• _Prompt_: Please find every line in the entries below that contains the word "trunk" and copy each of those lines, treating uppercase and lowercase as different.

>> Begin Records for the task

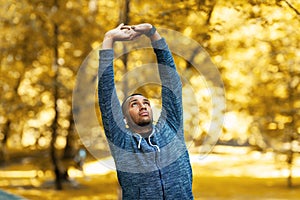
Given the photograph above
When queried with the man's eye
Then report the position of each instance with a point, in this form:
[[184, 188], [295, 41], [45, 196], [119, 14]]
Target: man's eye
[[133, 104]]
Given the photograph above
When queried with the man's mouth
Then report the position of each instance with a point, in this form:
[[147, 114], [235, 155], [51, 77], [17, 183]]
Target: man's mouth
[[145, 113]]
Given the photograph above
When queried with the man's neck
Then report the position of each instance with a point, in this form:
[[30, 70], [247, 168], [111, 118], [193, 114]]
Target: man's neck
[[144, 131]]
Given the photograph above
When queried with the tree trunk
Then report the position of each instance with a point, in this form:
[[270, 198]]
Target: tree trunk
[[3, 153]]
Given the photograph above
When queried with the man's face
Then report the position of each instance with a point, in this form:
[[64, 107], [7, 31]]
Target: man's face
[[139, 110]]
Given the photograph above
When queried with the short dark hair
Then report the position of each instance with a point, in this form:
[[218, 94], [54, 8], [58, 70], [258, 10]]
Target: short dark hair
[[124, 102]]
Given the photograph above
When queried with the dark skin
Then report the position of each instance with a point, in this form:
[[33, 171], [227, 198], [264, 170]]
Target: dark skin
[[138, 113]]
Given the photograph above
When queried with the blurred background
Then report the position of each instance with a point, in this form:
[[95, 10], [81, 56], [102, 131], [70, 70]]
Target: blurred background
[[255, 45]]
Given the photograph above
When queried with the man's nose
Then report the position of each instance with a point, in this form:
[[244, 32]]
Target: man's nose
[[142, 106]]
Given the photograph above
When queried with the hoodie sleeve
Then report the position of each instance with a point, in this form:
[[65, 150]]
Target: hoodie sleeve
[[171, 85], [111, 111]]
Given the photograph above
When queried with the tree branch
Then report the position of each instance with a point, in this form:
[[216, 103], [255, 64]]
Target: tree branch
[[292, 7]]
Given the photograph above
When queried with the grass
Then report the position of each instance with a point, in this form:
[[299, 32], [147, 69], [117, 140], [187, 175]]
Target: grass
[[204, 187]]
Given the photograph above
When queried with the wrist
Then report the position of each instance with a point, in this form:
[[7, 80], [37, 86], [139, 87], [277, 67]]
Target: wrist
[[151, 32], [108, 43]]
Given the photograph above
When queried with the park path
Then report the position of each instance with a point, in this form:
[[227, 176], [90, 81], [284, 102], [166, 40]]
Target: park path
[[7, 196]]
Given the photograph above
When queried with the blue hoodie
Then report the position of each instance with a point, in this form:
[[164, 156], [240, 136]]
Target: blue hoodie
[[156, 167]]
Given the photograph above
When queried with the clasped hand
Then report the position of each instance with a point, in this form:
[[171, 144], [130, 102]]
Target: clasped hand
[[127, 32]]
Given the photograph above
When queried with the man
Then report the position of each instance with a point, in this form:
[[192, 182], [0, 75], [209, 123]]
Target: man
[[152, 161]]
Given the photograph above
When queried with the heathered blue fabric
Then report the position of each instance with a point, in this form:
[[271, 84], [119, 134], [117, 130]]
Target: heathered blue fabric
[[144, 170]]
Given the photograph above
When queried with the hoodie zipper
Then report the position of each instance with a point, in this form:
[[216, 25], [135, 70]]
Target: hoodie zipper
[[157, 150]]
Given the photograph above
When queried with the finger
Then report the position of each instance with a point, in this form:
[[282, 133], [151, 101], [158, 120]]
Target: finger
[[120, 25], [126, 27]]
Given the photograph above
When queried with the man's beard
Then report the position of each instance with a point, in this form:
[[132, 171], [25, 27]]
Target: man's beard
[[145, 123]]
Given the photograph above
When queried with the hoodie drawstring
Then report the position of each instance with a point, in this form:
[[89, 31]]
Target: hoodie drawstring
[[153, 145], [157, 147], [140, 140]]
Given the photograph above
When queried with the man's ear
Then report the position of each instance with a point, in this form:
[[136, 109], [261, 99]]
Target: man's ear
[[125, 121]]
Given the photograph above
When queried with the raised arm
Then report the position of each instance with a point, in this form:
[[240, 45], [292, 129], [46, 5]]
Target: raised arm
[[112, 116], [171, 83]]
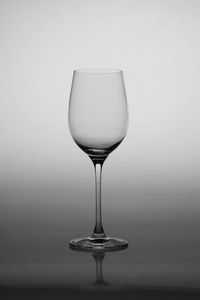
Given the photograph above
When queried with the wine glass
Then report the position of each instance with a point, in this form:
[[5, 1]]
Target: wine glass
[[98, 120]]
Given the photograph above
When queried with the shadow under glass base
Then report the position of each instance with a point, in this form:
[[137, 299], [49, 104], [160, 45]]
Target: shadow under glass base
[[98, 244]]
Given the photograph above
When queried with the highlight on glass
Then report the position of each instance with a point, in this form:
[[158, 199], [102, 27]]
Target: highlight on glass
[[98, 121]]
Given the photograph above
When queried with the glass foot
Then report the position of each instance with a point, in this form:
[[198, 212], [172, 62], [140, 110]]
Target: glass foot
[[98, 244]]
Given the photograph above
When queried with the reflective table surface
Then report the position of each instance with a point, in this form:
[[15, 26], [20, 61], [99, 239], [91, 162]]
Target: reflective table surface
[[162, 260]]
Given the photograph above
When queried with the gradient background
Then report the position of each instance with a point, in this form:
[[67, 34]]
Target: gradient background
[[152, 179]]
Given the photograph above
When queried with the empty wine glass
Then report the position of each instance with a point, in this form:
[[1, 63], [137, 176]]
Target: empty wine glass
[[98, 120]]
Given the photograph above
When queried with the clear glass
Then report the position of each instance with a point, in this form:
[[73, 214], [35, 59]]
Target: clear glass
[[98, 120]]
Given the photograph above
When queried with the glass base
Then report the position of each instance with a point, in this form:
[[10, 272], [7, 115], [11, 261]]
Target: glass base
[[98, 244]]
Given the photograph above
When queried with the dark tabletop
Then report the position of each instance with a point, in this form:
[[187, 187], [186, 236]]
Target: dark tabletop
[[162, 260]]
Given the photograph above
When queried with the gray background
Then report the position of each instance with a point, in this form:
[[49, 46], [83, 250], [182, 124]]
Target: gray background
[[151, 179]]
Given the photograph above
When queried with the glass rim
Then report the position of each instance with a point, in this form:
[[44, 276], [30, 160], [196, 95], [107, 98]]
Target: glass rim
[[98, 70]]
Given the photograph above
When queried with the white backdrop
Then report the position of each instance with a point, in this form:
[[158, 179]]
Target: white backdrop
[[156, 43]]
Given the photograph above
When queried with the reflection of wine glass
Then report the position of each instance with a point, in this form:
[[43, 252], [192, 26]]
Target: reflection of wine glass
[[99, 257], [98, 119]]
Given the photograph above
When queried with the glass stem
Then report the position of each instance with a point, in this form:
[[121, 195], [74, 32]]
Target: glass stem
[[98, 230]]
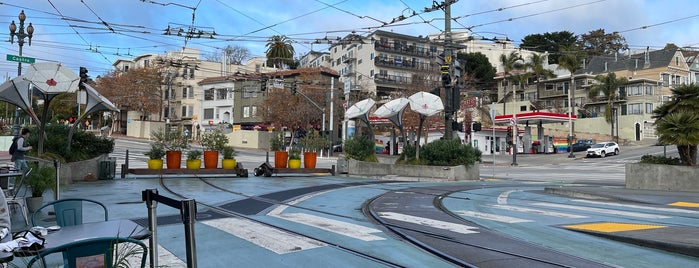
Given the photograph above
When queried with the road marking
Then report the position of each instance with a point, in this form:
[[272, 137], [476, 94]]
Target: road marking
[[449, 226], [540, 212], [264, 236], [613, 227], [639, 207], [686, 204], [344, 228], [492, 217], [602, 210]]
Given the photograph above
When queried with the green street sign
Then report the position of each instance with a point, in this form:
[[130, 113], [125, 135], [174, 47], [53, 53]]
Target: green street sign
[[20, 59]]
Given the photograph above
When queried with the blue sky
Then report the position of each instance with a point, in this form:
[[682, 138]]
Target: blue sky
[[95, 33]]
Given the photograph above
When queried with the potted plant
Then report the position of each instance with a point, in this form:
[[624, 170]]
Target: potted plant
[[294, 158], [193, 159], [174, 142], [42, 178], [276, 144], [155, 155], [213, 143], [228, 161]]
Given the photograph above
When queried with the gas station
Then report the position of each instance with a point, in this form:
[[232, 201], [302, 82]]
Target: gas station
[[539, 144]]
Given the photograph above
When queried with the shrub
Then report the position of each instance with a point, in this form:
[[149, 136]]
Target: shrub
[[449, 153], [360, 148], [652, 159]]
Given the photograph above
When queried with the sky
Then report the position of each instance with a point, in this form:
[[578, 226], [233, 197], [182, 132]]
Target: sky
[[96, 33]]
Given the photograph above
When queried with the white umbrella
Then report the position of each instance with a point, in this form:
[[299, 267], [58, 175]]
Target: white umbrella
[[52, 78]]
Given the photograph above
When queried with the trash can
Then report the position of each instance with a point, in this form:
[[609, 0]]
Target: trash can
[[107, 169]]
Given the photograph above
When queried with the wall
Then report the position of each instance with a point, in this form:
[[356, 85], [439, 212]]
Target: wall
[[662, 177], [452, 173]]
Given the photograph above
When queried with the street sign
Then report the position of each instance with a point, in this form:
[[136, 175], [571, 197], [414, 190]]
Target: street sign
[[20, 59]]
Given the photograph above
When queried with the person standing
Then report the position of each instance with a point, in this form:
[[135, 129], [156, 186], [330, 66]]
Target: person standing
[[18, 156]]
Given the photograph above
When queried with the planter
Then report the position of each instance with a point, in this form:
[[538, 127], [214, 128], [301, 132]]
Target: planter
[[280, 158], [309, 159], [294, 163], [34, 203], [174, 159], [155, 164], [210, 159], [228, 163], [194, 164]]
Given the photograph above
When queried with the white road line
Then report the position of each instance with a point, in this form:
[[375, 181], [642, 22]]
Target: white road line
[[639, 207], [492, 217], [602, 210], [454, 227], [264, 236], [538, 211], [344, 228]]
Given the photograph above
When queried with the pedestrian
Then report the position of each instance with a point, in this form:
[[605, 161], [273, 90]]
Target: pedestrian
[[18, 156]]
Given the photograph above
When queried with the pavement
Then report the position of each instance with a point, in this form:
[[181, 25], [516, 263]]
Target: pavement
[[123, 199]]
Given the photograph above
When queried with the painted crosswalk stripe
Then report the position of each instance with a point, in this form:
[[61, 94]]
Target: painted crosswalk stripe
[[264, 236], [540, 212], [492, 217], [604, 211], [344, 228], [449, 226], [637, 206]]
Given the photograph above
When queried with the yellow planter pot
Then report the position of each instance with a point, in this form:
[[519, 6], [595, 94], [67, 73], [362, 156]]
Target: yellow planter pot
[[294, 163], [155, 164], [228, 163], [194, 164]]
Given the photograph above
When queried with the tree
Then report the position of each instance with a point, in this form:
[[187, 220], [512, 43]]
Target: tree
[[279, 52], [677, 121], [597, 43], [234, 55], [138, 89], [608, 86], [549, 42]]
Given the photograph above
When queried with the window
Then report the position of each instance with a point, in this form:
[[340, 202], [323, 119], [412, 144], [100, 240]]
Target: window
[[634, 108], [209, 113], [209, 94]]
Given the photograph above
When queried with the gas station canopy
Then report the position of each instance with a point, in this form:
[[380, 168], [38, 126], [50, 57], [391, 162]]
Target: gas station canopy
[[535, 118]]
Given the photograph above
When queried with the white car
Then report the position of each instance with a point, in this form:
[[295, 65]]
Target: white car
[[603, 149]]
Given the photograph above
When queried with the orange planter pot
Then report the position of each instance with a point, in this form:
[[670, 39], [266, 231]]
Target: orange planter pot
[[174, 159], [210, 159], [280, 158], [309, 159]]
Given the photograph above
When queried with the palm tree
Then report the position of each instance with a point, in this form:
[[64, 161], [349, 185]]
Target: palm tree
[[678, 122], [279, 52], [608, 85]]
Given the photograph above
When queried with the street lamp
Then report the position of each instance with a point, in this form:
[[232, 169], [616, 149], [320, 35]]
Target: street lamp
[[20, 41]]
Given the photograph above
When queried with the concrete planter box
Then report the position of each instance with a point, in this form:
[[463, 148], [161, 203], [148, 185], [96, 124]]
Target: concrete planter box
[[447, 173], [662, 177]]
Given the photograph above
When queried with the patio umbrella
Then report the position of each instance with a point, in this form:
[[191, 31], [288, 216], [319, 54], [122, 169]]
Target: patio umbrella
[[426, 104], [361, 109], [51, 79]]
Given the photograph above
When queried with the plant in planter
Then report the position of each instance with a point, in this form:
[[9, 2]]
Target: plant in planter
[[155, 155], [276, 144], [213, 143], [228, 161], [294, 158], [174, 142], [194, 159], [39, 180]]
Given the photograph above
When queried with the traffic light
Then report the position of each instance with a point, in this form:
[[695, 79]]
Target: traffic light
[[83, 78]]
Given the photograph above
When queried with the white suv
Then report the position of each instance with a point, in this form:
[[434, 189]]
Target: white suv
[[603, 149]]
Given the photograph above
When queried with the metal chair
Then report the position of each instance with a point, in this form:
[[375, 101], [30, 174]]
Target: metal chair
[[97, 252], [69, 211], [13, 197]]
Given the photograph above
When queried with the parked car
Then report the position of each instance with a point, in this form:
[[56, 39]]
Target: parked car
[[603, 149]]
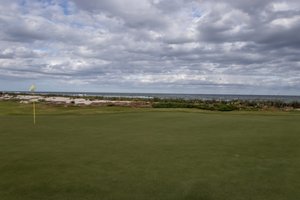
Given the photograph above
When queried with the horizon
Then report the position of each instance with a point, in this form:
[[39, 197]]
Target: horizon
[[151, 46], [154, 93]]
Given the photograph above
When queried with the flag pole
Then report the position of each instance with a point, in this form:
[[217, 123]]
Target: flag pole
[[32, 89], [33, 112]]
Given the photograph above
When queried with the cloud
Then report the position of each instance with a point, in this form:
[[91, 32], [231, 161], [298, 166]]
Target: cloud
[[152, 45]]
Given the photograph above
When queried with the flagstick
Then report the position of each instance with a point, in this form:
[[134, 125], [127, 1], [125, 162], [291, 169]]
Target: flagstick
[[34, 113]]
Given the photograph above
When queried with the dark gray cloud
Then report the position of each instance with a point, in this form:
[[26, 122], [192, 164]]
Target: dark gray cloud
[[151, 45]]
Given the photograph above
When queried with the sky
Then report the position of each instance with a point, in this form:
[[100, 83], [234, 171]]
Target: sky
[[155, 46]]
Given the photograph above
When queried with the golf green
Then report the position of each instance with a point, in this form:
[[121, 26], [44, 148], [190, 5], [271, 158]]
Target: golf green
[[130, 153]]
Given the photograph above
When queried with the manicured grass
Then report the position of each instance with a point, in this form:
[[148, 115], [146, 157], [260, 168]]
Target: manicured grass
[[125, 153]]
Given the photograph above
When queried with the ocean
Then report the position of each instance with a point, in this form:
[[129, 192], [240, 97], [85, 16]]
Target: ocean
[[223, 97]]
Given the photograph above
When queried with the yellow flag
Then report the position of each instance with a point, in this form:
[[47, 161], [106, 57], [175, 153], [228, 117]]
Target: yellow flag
[[32, 88]]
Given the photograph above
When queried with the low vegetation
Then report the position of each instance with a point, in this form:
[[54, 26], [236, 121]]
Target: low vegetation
[[130, 153]]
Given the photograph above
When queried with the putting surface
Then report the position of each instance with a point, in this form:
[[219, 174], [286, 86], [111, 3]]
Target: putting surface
[[126, 153]]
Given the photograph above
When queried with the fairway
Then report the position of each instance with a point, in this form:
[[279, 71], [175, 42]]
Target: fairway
[[129, 153]]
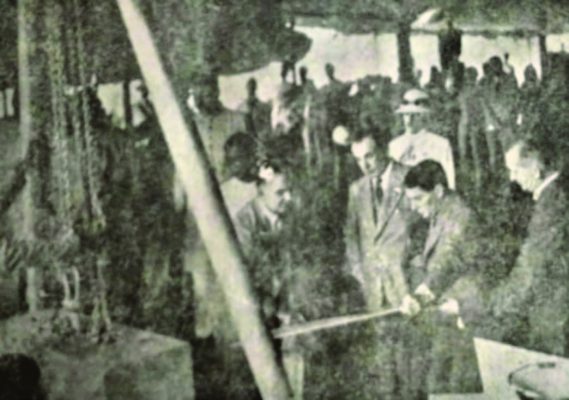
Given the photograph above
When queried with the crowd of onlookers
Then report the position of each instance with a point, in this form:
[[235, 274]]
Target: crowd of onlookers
[[444, 202], [455, 219]]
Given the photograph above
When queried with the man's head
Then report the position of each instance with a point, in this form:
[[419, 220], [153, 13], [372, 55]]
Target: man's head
[[425, 185], [206, 91], [303, 72], [251, 87], [329, 69], [240, 150], [414, 110], [525, 165], [496, 67], [274, 189], [365, 151]]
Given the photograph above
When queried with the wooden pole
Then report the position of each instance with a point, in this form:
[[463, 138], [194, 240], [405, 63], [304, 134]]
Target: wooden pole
[[211, 216], [26, 42]]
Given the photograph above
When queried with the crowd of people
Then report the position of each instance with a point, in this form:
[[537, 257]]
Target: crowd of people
[[456, 217]]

>> End Records for the task

• _Answer for the task_:
When queried with the tree trunk
Target: tree trunk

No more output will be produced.